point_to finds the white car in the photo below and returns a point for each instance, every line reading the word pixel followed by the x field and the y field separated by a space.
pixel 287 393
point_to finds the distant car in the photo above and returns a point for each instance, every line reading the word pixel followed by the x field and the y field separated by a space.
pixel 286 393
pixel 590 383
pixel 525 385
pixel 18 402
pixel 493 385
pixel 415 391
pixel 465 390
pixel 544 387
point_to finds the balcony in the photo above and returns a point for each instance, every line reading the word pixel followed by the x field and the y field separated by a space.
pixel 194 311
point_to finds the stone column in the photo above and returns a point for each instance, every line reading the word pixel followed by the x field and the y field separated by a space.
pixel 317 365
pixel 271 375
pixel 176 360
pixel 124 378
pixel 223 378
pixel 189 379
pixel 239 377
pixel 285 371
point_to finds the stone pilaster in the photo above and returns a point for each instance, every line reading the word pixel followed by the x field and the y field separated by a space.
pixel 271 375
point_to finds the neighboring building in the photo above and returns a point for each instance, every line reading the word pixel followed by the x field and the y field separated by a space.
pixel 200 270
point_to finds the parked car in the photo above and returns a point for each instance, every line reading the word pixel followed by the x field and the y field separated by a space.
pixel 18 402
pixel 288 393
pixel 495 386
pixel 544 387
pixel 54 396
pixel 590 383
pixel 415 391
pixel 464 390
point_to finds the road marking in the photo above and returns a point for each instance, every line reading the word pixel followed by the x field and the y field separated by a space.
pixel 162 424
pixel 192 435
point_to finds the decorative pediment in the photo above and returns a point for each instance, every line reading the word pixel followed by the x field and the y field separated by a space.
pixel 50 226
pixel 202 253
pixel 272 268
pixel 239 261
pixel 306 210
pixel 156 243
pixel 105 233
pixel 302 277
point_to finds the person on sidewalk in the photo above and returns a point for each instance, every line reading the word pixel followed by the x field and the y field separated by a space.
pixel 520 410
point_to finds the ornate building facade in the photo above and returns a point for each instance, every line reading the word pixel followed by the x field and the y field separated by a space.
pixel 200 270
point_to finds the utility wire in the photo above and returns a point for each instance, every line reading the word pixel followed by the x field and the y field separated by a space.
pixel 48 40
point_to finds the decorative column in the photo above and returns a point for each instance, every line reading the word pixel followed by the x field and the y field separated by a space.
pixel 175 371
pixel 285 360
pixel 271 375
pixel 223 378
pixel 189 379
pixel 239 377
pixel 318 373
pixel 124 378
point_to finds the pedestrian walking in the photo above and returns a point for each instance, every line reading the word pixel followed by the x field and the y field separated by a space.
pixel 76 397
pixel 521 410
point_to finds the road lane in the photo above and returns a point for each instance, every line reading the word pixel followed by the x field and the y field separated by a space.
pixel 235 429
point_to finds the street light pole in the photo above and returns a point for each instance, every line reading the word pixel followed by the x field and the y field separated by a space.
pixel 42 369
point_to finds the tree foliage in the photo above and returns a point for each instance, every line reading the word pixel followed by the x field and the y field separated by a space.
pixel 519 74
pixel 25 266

- [Task instructions]:
Transcribe each entry exactly.

- [Task result]:
point_to finds the white car in the photo below and returns a point for each instance, every line reading the word pixel followed by the x field and the y field separated by a space.
pixel 287 393
point_to finds the distant car in the photo above and returns a point for each instance, every line reading the word pixel followed by the x field and the y field separated by a space.
pixel 286 393
pixel 590 383
pixel 525 385
pixel 18 402
pixel 493 385
pixel 415 391
pixel 465 390
pixel 544 387
point_to finds the balcony in the photo above and returns a point for each instance, every line reading the word pixel followed by the x field and the y field separated by a space.
pixel 194 311
point_to finds the stone column in the photo above and returns a point for each instance, every line reading the word pixel followed by the x field and the y field separated by a space.
pixel 317 365
pixel 271 375
pixel 176 360
pixel 124 378
pixel 223 378
pixel 189 379
pixel 239 377
pixel 285 371
point_to finds the stone pilaster in the photo above and returns a point for each instance, every line reading the word pixel followed by the x field and the y field separated by a space.
pixel 271 375
point_to finds the neighboring building in the photo above and returns a point for each instance, every line reading the word pixel followed by the x field and the y field separated by a space.
pixel 200 270
point_to finds the parked car in the photo above and returns a point for each instance, every line reading the word pixel followed by the x field and the y field separated by a space.
pixel 18 402
pixel 288 393
pixel 495 386
pixel 544 387
pixel 54 396
pixel 590 383
pixel 415 391
pixel 464 390
point_to finds the road marking in the photo above and returns a point for each instance, every line reading the word pixel followed by the x field and the y field separated by a space.
pixel 162 424
pixel 192 435
point_to finds the decorative pediment in the photo above and returns a point for each instance, every line reading the word pixel followed by the x field and the y field separated by a space.
pixel 50 226
pixel 202 253
pixel 272 268
pixel 239 261
pixel 306 210
pixel 156 243
pixel 105 233
pixel 302 277
point_to finds the person on sidewalk in the photo above and returns a point for each instance, every line reading the word pixel followed by the x field and the y field separated by a space.
pixel 520 410
point_to finds the ornate building facade in the photo above and returns a point for each instance, every line reading the word pixel followed by the x field and the y field separated by a space.
pixel 200 270
point_to finds the utility wire in the photo above and returns a point for each instance, every line reading the word pixel followed by the x field and the y field separated by a space.
pixel 48 40
point_to finds the decorative column in the photo above and returns a point for each instance, every line reading the word pixel followed by the x field and the y field separated by a space.
pixel 175 371
pixel 285 360
pixel 271 375
pixel 223 378
pixel 189 379
pixel 239 377
pixel 318 373
pixel 124 378
point_to finds the pedestrian walking in the photo above and returns a point for each instance, every line reading the word pixel followed by the x field and the y field separated by a space.
pixel 76 397
pixel 521 410
point_to finds the road lane in the photo above and returns a point for each instance, every line reading the word pixel followed by the x field and the y field separated by a space.
pixel 235 429
point_to finds the street light pole in the photo above and returns a point for each instance, every line reading the word pixel followed by the x field and the y field separated by a space.
pixel 42 369
point_to finds the tree foliage in the photo above and returns a point for each instance, every line reading the word pixel followed by the x field and the y field separated by a space.
pixel 519 74
pixel 25 266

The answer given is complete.